_Task instructions_.
Output only the lines of the entries that follow, starting at the one with "Target — glass jar candle" and running down to the one with "Target — blurred background decor", both included and unchanged.

_Supplied material_.
Start of Block
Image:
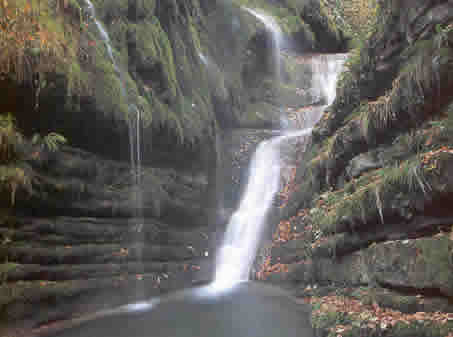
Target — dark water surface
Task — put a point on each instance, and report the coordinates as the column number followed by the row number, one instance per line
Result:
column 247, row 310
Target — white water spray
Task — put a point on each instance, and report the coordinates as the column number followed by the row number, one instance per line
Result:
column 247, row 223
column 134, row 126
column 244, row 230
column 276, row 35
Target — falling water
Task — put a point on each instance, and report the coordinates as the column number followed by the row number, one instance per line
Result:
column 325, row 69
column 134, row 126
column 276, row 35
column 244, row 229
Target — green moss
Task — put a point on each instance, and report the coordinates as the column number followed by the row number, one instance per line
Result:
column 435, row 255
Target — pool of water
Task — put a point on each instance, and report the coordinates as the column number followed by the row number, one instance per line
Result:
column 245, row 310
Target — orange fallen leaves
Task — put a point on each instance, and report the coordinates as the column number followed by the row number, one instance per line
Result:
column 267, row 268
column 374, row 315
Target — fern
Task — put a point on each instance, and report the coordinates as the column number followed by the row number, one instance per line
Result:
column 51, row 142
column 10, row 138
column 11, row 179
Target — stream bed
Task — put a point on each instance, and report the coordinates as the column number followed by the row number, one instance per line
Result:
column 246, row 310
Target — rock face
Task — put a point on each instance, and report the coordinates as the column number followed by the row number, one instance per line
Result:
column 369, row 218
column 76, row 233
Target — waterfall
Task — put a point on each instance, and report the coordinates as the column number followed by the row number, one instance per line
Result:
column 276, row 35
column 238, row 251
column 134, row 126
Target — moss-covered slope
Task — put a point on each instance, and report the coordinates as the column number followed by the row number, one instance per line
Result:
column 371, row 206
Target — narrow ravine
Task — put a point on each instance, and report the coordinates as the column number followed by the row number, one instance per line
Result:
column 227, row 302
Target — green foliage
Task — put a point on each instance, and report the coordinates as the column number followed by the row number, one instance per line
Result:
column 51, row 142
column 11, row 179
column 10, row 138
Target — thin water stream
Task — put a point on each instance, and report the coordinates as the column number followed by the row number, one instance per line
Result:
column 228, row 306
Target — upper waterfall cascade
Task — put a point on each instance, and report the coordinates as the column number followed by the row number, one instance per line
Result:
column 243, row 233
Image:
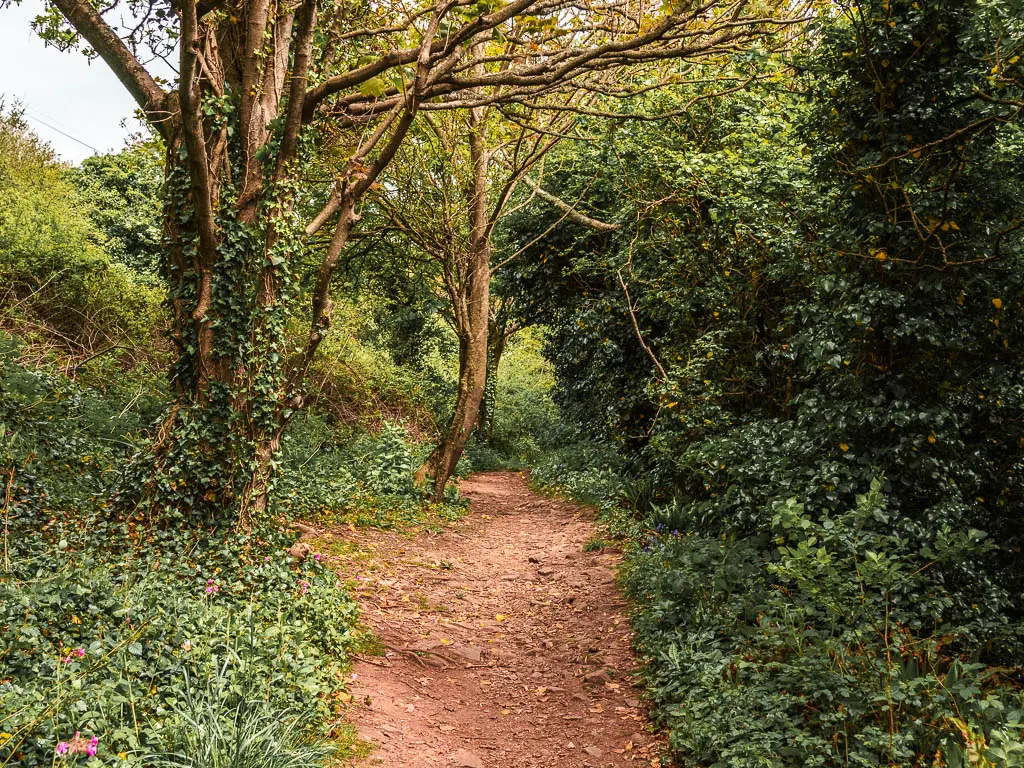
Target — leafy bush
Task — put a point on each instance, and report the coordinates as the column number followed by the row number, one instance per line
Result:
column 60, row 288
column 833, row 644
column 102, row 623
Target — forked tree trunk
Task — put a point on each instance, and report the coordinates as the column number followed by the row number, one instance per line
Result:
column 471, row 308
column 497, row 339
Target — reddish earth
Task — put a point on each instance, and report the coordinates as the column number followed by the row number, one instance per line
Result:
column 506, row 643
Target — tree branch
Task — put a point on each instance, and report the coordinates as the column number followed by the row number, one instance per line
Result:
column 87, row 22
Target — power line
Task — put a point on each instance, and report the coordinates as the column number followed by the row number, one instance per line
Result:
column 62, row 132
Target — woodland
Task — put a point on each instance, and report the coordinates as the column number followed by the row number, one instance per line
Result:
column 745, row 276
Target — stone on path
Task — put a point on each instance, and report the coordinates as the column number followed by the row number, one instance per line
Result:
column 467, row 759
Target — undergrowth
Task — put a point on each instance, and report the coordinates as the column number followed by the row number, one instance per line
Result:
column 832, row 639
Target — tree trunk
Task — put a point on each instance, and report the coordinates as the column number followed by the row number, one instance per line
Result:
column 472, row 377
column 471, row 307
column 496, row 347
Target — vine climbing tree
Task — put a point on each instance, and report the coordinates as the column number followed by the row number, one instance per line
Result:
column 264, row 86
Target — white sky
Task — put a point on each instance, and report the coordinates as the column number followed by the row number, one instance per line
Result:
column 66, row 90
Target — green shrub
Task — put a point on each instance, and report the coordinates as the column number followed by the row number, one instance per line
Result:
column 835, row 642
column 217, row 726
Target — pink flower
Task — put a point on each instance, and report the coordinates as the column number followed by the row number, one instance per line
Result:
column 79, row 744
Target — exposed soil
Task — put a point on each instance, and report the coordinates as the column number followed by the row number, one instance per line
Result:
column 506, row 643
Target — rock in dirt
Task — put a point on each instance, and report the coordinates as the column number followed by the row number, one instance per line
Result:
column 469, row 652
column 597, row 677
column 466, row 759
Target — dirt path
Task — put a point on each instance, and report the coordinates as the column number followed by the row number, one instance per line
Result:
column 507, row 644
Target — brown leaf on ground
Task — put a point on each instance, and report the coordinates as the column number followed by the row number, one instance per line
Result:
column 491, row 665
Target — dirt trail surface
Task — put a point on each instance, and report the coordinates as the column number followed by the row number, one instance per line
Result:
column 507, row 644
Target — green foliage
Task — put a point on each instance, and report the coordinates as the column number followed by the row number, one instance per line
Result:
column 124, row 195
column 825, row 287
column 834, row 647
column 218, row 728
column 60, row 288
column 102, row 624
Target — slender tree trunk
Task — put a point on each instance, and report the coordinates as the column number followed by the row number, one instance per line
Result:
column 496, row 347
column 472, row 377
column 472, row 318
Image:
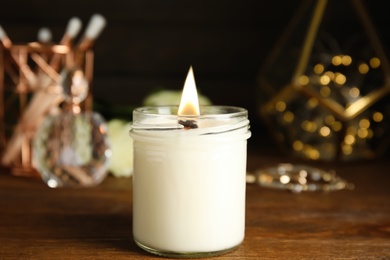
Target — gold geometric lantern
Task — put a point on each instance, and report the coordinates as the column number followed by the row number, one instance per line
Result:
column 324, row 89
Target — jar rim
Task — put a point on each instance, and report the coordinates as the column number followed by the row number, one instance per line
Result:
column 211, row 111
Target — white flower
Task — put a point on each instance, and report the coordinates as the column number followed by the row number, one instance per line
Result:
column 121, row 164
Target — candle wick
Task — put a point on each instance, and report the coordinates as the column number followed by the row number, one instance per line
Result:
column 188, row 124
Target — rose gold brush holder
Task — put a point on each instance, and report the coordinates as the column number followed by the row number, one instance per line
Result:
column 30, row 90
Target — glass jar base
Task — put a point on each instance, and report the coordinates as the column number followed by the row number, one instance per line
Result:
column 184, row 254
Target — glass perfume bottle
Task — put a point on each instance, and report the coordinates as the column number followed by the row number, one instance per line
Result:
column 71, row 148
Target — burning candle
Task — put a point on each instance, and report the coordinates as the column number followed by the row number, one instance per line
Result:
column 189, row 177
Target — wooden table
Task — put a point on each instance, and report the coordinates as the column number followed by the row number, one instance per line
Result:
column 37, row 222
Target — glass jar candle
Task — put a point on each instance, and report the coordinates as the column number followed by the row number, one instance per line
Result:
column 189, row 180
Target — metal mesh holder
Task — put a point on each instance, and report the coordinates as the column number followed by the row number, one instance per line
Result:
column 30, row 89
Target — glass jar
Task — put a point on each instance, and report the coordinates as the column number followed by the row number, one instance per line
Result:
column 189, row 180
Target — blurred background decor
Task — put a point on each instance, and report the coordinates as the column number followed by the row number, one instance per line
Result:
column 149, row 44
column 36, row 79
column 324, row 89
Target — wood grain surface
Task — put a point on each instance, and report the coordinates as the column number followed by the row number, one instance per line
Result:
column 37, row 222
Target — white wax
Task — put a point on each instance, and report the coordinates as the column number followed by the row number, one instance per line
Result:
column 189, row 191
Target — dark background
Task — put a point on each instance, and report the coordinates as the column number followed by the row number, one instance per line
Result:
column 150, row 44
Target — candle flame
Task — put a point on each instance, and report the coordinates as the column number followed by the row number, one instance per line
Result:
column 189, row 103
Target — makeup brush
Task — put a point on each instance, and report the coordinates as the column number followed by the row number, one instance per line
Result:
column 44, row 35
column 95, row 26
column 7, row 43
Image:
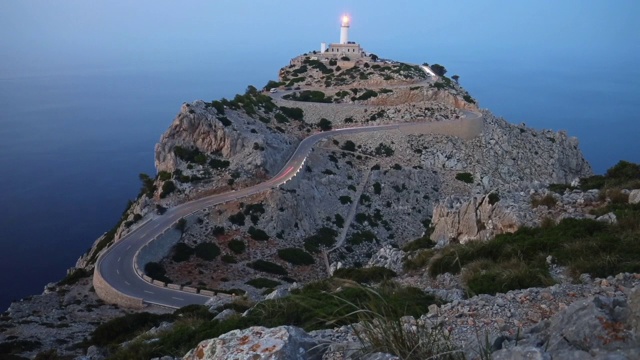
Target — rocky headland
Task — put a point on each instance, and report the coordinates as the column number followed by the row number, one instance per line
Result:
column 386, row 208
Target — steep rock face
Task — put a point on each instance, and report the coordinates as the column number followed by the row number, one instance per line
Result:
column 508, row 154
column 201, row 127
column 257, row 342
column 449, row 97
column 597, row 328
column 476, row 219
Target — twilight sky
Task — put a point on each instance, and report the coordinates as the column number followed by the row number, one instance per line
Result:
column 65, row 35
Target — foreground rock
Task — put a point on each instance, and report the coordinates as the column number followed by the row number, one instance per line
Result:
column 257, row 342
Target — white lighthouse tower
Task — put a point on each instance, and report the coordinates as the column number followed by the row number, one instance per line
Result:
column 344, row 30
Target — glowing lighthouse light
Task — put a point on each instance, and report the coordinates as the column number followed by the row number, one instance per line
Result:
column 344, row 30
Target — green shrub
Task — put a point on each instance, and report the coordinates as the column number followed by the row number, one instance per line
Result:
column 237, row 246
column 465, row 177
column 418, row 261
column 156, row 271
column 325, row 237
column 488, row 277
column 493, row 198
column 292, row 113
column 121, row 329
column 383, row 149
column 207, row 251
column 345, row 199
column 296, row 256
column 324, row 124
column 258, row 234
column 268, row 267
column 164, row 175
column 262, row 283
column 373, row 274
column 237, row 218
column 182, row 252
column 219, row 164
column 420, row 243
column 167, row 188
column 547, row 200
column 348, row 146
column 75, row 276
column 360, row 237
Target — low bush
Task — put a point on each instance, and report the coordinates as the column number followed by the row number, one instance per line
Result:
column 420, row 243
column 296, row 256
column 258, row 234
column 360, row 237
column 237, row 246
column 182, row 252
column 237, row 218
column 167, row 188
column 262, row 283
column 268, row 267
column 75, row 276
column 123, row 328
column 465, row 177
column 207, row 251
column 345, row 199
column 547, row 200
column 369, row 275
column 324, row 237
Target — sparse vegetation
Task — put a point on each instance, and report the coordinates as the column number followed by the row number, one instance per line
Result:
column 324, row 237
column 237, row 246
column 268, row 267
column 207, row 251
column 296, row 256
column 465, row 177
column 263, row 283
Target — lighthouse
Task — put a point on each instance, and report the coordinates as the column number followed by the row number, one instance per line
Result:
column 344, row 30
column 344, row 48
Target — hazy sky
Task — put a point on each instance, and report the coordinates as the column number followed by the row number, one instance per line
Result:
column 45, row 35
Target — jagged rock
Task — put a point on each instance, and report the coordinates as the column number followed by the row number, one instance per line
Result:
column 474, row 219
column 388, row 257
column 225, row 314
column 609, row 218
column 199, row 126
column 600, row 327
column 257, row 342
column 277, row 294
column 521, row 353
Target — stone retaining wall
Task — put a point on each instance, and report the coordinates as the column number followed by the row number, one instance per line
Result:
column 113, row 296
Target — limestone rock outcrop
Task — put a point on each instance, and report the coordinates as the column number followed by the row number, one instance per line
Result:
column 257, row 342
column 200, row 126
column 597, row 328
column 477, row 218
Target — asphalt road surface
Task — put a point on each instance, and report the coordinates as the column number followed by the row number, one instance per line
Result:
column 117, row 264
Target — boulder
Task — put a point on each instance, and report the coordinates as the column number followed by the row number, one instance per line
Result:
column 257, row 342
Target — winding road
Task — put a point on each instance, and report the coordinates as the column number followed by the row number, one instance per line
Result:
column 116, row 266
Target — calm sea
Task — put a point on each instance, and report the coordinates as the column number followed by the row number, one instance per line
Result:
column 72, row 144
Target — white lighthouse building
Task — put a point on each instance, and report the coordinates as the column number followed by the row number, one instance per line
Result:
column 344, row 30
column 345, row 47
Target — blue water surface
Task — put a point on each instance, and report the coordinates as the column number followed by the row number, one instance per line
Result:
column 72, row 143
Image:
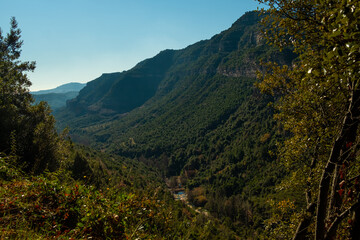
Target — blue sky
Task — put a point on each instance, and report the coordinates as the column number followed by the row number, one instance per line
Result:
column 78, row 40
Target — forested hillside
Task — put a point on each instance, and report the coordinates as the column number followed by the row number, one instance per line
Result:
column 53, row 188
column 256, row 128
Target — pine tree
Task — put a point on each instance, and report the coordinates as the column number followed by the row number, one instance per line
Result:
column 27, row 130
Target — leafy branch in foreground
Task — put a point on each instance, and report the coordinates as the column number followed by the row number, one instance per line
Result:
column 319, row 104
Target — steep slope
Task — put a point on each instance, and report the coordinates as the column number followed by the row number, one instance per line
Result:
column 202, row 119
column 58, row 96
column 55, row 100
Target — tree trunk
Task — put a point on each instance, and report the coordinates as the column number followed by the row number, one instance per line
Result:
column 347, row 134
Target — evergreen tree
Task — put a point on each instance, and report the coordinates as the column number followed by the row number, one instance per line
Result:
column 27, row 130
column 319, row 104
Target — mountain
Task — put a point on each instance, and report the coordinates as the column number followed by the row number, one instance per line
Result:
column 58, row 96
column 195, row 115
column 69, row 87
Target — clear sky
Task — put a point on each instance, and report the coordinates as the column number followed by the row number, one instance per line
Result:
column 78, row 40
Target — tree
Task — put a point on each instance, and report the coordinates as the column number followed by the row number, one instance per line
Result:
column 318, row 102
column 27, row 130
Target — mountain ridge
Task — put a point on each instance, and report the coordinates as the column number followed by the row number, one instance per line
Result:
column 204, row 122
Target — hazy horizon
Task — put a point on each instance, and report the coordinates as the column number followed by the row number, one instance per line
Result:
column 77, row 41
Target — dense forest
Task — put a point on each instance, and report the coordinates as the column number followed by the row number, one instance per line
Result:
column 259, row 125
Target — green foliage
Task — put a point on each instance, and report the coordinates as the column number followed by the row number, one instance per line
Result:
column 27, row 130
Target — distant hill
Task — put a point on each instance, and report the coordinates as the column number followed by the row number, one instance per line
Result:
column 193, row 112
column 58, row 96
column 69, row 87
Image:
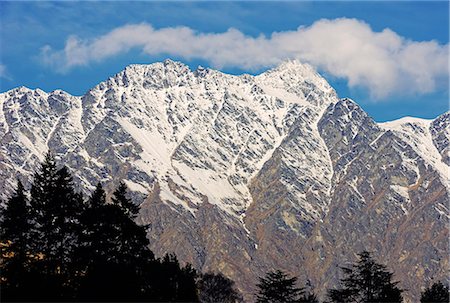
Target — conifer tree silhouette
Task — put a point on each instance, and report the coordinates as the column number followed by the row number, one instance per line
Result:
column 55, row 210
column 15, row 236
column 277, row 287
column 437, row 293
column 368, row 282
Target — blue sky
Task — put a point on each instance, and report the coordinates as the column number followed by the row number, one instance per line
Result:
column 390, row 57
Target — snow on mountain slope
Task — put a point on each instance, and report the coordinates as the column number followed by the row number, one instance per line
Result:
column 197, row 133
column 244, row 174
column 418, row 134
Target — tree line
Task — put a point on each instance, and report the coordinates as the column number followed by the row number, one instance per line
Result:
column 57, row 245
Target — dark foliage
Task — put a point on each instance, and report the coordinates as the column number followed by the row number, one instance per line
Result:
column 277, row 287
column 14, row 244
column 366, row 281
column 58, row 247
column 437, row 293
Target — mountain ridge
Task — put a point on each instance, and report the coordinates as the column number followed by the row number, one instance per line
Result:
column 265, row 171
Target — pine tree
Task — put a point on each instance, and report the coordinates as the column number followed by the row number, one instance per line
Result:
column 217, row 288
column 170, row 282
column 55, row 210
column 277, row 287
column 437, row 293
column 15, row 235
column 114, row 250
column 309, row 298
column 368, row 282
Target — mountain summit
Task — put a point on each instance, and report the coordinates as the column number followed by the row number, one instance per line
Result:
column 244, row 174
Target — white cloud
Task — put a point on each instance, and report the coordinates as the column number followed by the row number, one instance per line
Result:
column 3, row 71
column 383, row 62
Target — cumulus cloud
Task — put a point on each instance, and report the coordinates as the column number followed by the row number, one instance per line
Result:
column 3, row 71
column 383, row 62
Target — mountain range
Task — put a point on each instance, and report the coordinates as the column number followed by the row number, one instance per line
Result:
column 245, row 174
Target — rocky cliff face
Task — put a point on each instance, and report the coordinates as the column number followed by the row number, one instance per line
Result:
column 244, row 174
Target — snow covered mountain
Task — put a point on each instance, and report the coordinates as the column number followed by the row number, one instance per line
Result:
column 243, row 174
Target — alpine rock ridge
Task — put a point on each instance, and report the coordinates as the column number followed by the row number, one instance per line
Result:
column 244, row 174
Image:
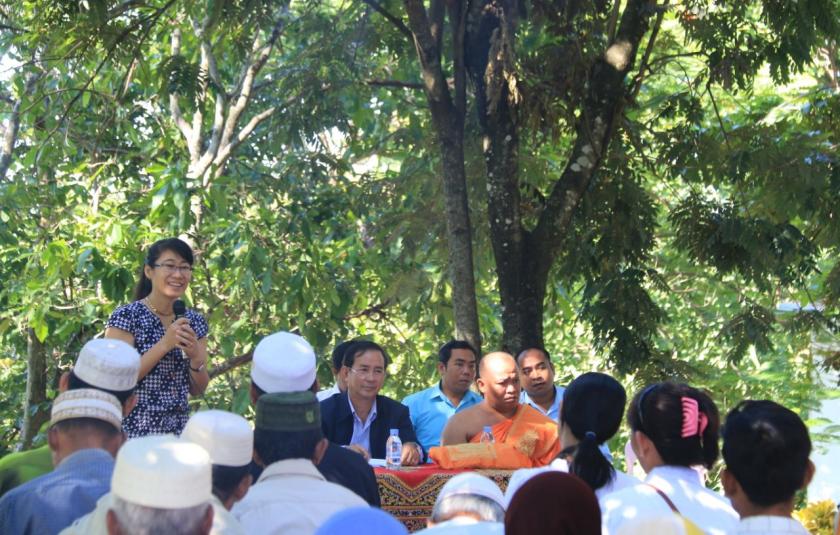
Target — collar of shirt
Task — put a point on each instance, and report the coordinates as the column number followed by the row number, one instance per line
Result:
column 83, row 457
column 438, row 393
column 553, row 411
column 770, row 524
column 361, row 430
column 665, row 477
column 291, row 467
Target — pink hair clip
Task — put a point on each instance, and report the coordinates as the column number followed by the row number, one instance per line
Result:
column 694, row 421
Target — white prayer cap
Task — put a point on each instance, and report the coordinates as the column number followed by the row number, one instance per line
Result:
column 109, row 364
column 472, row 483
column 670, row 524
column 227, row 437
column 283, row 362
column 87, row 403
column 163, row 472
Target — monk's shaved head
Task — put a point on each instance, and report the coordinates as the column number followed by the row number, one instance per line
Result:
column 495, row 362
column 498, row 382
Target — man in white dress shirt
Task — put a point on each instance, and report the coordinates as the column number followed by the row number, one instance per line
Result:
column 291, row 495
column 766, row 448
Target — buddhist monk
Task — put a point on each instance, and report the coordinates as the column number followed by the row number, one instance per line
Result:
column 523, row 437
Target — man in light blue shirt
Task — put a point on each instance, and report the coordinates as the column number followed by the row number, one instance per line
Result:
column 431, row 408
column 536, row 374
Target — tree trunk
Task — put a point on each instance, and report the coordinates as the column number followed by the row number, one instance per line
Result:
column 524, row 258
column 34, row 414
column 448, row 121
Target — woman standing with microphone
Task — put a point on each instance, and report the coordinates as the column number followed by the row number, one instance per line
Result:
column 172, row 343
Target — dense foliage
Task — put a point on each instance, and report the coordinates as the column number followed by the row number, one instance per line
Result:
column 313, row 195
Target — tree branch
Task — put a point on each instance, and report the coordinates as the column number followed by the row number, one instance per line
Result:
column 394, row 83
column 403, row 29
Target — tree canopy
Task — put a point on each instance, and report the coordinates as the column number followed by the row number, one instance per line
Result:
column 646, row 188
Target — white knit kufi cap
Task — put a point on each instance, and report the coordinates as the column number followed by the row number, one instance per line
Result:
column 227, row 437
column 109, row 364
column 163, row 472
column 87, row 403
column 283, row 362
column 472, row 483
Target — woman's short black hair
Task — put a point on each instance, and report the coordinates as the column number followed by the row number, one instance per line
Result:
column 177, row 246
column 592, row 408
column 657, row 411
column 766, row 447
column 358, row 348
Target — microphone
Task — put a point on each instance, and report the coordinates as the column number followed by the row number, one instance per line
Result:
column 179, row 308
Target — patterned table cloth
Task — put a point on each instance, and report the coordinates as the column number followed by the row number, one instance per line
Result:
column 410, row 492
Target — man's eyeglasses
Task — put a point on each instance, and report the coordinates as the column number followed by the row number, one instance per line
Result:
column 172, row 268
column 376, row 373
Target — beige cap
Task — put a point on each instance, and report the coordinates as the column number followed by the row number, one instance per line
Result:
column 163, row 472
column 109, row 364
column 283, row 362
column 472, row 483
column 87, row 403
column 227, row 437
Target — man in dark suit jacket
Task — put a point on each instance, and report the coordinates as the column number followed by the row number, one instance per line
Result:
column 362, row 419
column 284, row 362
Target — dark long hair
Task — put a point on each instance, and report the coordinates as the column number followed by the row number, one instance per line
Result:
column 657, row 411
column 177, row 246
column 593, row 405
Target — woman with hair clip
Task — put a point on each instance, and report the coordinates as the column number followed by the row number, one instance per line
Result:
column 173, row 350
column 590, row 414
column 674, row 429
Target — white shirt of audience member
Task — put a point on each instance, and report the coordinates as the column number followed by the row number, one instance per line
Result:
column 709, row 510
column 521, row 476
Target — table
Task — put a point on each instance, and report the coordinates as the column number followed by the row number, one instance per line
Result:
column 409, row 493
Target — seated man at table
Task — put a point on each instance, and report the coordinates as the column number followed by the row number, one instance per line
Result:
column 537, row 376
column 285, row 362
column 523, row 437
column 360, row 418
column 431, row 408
End of Block
_Result of the task_.
Target — glass jar candle
Task — put a point on each instance, and report the coordinates as the column number followed by the row number, one instance per line
Result:
column 189, row 180
Target — metal mesh holder
Task — put a point on each instance, and report the coordinates as the column number followed by the row number, one instance per line
Result:
column 30, row 89
Target — glass jar
Task — put a point on each instance, and report the coordinates as the column number followed by the row number, one instance per line
Result:
column 189, row 180
Target — blurred background decor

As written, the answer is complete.